[Trecho do texto]:
■ ■ ■ ■ ■ ■ ■

“Para todos os jovens corajosos que viajaram com grandes sonhos
mas nunca voltaram pra casa”
Assim termina a série “O paraíso e a serpente”, que conta a história real da investigação de assassinatos de turistas na Tailândia da década de 1970. Uma punhalada nos corações turistas por aí.
Antes do Airbb existir, havia um sistema para quem queria viajar barato que chamava Couch Surfing. Acho que ainda existe mas suspeito que tenha perdido força (se você souber mais informações, essa newsletter agora tem espaço pra comentários, clica lá no final e me conta!).

■ ■ ■ ■ ■ ■ ■

[Algumas linhas]
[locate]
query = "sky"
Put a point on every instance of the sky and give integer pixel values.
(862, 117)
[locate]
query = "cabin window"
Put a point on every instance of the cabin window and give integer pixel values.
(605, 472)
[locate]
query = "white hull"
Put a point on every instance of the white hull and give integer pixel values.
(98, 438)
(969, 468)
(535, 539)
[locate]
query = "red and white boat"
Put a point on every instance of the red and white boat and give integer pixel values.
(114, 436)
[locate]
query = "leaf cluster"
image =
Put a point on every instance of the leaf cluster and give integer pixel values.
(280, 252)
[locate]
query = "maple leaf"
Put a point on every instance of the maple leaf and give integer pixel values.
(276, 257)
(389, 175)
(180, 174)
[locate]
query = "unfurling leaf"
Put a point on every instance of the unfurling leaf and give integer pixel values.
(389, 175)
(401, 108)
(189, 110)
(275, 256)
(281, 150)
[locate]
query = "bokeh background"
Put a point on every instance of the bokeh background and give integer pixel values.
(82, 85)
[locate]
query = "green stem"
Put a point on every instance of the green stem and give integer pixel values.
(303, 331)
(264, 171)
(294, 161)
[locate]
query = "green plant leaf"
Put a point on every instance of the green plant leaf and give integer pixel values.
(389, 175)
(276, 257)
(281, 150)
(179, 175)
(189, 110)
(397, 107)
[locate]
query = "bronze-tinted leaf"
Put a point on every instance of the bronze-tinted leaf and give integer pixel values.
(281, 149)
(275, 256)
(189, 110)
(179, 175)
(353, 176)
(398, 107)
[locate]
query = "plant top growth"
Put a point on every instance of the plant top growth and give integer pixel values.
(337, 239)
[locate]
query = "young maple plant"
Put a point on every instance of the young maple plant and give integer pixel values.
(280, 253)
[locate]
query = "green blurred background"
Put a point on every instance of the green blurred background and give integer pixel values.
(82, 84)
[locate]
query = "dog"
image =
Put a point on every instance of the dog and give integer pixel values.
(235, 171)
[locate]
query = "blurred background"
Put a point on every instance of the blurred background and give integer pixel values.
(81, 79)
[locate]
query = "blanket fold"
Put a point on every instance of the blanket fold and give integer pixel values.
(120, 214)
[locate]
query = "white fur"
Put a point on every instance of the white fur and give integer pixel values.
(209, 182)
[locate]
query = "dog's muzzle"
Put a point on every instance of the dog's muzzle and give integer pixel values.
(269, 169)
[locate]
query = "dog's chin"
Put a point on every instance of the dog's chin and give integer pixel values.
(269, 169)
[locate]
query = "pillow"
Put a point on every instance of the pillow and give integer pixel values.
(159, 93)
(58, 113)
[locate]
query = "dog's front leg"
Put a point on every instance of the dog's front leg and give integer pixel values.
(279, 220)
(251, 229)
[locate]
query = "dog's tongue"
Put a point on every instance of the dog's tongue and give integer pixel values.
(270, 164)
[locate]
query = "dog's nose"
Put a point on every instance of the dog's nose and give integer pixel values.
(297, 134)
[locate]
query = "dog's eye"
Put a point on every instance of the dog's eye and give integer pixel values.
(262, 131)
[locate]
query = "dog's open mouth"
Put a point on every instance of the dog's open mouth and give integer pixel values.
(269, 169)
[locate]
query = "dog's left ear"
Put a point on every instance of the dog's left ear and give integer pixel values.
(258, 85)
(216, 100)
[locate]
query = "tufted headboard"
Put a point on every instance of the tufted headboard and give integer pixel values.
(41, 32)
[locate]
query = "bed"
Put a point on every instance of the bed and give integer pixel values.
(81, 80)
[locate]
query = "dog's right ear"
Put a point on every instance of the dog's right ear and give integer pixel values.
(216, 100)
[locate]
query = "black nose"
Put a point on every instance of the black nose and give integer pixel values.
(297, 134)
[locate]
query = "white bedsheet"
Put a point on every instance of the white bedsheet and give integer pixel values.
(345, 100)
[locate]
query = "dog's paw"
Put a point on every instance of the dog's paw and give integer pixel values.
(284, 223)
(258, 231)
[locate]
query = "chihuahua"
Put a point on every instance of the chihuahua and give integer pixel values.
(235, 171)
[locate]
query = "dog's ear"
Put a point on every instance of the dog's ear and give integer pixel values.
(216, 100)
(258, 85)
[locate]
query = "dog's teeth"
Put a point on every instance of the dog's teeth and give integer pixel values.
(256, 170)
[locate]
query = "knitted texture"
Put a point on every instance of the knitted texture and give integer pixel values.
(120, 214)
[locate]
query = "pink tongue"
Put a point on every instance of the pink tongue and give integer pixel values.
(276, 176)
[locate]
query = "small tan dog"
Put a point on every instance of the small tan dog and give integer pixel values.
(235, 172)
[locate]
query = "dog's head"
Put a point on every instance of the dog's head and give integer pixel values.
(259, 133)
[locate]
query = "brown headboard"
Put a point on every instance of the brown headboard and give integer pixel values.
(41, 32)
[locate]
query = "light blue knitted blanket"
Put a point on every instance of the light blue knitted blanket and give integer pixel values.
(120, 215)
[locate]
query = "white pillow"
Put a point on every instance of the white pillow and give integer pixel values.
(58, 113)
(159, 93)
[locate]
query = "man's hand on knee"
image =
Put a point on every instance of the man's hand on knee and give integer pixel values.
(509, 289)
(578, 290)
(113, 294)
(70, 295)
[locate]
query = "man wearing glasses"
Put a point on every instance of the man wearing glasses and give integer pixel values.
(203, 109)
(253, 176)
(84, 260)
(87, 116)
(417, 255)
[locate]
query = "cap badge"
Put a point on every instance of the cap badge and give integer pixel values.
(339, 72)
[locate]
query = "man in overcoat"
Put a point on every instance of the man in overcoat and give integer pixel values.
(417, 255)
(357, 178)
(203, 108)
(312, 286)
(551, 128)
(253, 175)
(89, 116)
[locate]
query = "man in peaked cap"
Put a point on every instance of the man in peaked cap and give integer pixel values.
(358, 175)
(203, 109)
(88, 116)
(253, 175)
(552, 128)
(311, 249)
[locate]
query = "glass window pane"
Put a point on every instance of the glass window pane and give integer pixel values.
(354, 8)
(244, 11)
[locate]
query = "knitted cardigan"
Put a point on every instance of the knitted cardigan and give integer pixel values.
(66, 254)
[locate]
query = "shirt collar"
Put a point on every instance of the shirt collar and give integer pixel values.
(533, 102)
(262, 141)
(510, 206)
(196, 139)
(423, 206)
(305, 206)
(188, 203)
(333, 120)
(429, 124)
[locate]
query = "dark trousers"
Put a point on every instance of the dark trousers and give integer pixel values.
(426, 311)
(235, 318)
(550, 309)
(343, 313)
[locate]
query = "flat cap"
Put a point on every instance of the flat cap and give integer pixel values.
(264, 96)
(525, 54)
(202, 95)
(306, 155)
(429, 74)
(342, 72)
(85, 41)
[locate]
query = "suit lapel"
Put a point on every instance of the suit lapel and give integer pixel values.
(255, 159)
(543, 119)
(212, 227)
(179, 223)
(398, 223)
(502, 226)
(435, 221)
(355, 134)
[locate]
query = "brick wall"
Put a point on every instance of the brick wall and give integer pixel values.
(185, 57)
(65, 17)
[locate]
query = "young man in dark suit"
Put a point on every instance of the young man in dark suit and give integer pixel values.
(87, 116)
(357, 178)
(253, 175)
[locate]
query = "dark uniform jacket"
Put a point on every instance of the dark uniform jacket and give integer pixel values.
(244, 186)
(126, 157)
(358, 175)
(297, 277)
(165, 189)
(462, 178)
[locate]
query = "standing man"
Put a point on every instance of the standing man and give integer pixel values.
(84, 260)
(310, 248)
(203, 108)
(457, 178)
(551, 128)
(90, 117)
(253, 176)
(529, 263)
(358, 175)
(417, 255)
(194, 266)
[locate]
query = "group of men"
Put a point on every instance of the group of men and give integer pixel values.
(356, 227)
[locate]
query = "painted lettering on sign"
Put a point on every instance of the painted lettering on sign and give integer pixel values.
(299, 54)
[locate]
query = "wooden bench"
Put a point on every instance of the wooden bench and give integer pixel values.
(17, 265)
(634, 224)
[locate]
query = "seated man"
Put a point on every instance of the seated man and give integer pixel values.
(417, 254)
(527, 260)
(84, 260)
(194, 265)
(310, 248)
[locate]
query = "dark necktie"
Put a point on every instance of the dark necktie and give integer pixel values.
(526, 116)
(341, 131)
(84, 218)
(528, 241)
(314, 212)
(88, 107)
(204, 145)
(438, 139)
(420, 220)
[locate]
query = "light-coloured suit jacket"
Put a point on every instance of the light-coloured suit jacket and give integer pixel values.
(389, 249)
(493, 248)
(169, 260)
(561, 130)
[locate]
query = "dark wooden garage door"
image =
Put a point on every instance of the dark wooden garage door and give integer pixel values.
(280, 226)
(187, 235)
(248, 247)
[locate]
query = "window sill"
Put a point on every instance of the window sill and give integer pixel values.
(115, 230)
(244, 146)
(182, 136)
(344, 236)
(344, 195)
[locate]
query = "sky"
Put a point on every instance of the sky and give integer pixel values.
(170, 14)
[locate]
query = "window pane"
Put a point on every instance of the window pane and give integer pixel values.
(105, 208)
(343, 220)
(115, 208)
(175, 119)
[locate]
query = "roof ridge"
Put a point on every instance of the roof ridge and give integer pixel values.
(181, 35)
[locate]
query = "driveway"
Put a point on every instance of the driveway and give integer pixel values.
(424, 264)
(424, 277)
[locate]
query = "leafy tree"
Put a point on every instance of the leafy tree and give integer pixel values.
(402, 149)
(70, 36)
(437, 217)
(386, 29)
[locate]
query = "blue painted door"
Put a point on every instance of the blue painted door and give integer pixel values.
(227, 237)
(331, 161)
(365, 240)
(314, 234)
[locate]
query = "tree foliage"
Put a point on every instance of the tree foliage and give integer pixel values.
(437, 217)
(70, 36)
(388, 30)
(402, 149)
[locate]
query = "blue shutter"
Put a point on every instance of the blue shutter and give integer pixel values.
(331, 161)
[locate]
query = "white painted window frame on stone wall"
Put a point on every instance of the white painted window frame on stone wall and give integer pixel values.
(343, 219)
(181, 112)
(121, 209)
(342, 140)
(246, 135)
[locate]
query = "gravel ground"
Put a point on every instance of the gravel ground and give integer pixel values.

■ ■ ■ ■ ■ ■ ■

[Tarefas propostas]:
1 - Devolva, do texto sobre a série, a passagem que começa nas palavras "Assim termina a" e termina logo após "e me conta!).", copiada sem nenhuma alteração.
2 - Liste todos os substantivos que aparecem na dedicatória entre aspas que abre o texto sobre a série.
3 - De acordo com o texto sobre a série, em que país e em que década ocorreram os assassinatos de turistas investigados?
As linhas constituem um material à parte, independente do texto.

[Respostas completas]:
1 -
Assim termina a série “O paraíso e a serpente”, que conta a história real da investigação de assassinatos de turistas na Tailândia da década de 1970. Uma punhalada nos corações turistas por aí.
Antes do Airbb existir, havia um sistema para quem queria viajar barato que chamava Couch Surfing. Acho que ainda existe mas suspeito que tenha perdido força (se você souber mais informações, essa newsletter agora tem espaço pra comentários, clica lá no final e me conta!).

2 - jovens, sonhos, casa

3 - Na Tailândia, na década de 1970.